● YOUR GOAL:
Every record should be written out exactly, with the pictures left out.

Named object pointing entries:
- - - -

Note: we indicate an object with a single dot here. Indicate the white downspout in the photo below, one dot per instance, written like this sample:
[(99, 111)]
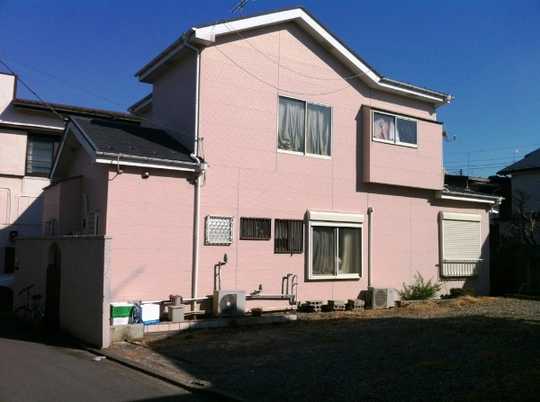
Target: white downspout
[(370, 244), (202, 168)]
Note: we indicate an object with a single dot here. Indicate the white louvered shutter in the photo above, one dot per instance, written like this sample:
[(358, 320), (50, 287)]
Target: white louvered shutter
[(461, 244), (461, 240)]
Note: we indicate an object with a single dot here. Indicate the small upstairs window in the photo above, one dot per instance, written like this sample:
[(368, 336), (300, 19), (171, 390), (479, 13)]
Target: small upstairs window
[(394, 129), (288, 236), (255, 228), (40, 154), (304, 127)]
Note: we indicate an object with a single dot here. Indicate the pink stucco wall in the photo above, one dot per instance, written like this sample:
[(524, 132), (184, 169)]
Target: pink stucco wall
[(150, 222)]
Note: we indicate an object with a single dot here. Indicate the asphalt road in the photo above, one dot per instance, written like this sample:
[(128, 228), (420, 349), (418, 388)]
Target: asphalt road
[(43, 369)]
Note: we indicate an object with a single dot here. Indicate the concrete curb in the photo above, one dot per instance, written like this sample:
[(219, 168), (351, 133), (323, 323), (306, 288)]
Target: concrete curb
[(193, 385)]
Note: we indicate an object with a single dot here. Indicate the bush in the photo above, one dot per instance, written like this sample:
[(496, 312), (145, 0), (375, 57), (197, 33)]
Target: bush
[(420, 289)]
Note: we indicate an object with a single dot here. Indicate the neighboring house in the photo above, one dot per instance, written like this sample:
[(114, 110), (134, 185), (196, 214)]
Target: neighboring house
[(517, 268), (267, 139), (525, 181), (29, 137)]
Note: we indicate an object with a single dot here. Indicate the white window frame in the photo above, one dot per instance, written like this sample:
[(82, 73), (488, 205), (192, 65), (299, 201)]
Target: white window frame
[(305, 102), (334, 224), (456, 216), (395, 116)]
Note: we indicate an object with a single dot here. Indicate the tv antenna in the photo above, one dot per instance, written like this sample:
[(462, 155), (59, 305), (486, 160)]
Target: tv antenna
[(239, 7)]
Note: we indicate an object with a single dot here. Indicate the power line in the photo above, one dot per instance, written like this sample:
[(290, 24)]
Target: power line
[(272, 85), (64, 82), (346, 78), (10, 70), (142, 119), (494, 149)]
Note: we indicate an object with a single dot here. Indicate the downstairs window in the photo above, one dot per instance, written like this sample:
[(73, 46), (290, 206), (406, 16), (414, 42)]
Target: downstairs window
[(335, 250), (461, 244)]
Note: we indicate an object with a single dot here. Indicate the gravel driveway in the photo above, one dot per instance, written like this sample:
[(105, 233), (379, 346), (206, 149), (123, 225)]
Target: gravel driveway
[(467, 349)]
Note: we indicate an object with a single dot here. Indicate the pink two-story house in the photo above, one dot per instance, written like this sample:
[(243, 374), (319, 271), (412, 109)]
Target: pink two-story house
[(267, 139)]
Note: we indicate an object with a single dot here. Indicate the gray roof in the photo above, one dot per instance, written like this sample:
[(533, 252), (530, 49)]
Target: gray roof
[(72, 110), (530, 161), (130, 139)]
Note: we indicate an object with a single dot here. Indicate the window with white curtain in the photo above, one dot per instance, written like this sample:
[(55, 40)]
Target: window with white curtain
[(304, 127), (461, 244), (394, 129), (40, 152), (335, 250)]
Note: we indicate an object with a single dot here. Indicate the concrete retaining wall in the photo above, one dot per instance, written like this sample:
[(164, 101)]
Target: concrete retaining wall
[(84, 282)]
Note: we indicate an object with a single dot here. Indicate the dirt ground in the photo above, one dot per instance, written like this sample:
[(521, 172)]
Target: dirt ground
[(467, 349)]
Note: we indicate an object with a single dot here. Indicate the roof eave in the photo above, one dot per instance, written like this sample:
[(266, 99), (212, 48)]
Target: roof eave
[(467, 197)]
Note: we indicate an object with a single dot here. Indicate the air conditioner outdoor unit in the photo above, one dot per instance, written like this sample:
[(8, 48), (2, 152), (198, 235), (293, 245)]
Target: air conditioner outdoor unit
[(382, 297), (229, 302)]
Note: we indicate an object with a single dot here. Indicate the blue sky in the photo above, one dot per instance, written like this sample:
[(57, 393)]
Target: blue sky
[(485, 53)]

- - - -

● COMPLETE OUTPUT:
Note: we indicate an object with a single dot here. Indicate the white downspout in the photo below, one dot per instance, written like this sample:
[(99, 111)]
Target: white downspout
[(370, 244), (202, 168)]
Note: we indicate an object with a single dot here. Indicate the white louvered shutter in the photo above, one dot per instance, written like this sample:
[(358, 320), (50, 287)]
Target: white louvered shutter
[(461, 244), (461, 240)]
Note: we indicate an object with a single dot here. Indicate the small upstairs window in the photo above, one dot per instance, written like this sample:
[(368, 336), (300, 19), (171, 390), (479, 13)]
Target: small upstairs window
[(394, 129), (288, 236), (255, 228), (40, 154), (304, 127)]
Note: we indicate an object with a single dot here. Indicate the pink stucco wall in the photo above, one dot per instance, written like this sample:
[(524, 132), (184, 169)]
Target: pink stucco wall
[(150, 222)]
Note: we indicate an object with a single dot here. Indicate the asphalt road in the photo above, one dot per instance, written like this sample:
[(128, 228), (420, 349), (418, 388)]
Target: asphalt road
[(43, 369)]
Note: we indicate an object with a single dot here. Indicate the concrete curb in the photo above, one dot per instance, written like this sample:
[(219, 168), (351, 133), (323, 323), (306, 288)]
Target: concrete curb
[(193, 385)]
Note: we indicate an object with a single dot here. Indicate the bush in the photo above, one dot per instance, written like this sample:
[(496, 312), (145, 0), (375, 57), (197, 33)]
Target: bush
[(420, 289)]
Note: we indicate an object with a single dot here. Indicate the neighboring house in the photo above, one dot per instance, written like this sample:
[(114, 110), (134, 185), (196, 214)]
Target: neighboring house
[(517, 268), (267, 139), (525, 181), (29, 137)]
Note: we indicate an object with a single dot here. Indicate the white window frame in the photo above, one dot per instance, written like this sample:
[(82, 73), (488, 205), (192, 65), (299, 201)]
Target: white window frame
[(305, 102), (334, 224), (456, 216), (395, 116)]
Note: we indicate an object with a single dot here. Indicate the tv antenna in the photo above, one dot per instance, written like this sample:
[(462, 155), (59, 305), (486, 160)]
Target: tv antenna
[(239, 7)]
Note: we indicate an object with a single dot here. Indicate the power line in the photo above, one dot per instance, written like this sample:
[(290, 24)]
Target: power line
[(272, 85), (64, 82), (346, 78), (10, 70), (142, 119), (494, 149)]
Note: we indicate an object with a single dot here. Indicate the downstairs window in the photo above, one dot per instance, written like this sample:
[(73, 46), (290, 206), (406, 16), (414, 42)]
Target: downstairs window
[(335, 250), (461, 244)]
Note: we indicate an object with a single dot here. Indicate the gravel driveway in the photo above, one dot per instance, written like this sample:
[(105, 233), (379, 346), (206, 149), (123, 225)]
Target: gravel driveway
[(467, 349)]
Note: we indicate an object with a single dot here. Indicate the pink two-story house in the photo above, one dot per instance, written like this sample:
[(243, 374), (319, 271), (412, 109)]
Target: pink two-story house
[(267, 139)]
Note: we indicate an object with a single dot here. Indicate the gray roof in the photo above, one dot per instance, written like this sample:
[(533, 252), (530, 49)]
Target: gray roof
[(72, 110), (530, 161), (130, 139)]
Note: we indicate an object with a single dot here. Indicate the window with white curtain in the photo above, one dot per instance, written like this sample:
[(55, 40)]
Target: window with white curtain
[(304, 127), (461, 244), (394, 129), (40, 152), (335, 250)]
Note: we indicate an object with a single dot here. Indicate the concrete retaining wall in the photo above, one dot per instance, written like this sample:
[(164, 101)]
Target: concrete retaining wall
[(84, 282)]
Note: we indicate an object with a single dot here. Indicate the dirt ground in the photo above, one dot per instance, written like this sample:
[(521, 172)]
Target: dirt ground
[(467, 349)]
Note: we indicate an object with a single dot here. Indicate the roof eave in the photo above, one dot per instance, written like this sample:
[(266, 99), (212, 48)]
Target: roof eave
[(467, 197)]
Note: we indicate an object with a single dot here. Indicate the air conditioner outdoor unit in the photo above, one dot per instance, written like this sample:
[(8, 48), (2, 152), (198, 235), (293, 245)]
Target: air conditioner outdoor unit
[(382, 297), (229, 302)]
Note: we indicate an object with a single dot here. Indicate the blue sky in the photo above, one dot per instance, written like this sample:
[(57, 393)]
Target: blue sky
[(485, 53)]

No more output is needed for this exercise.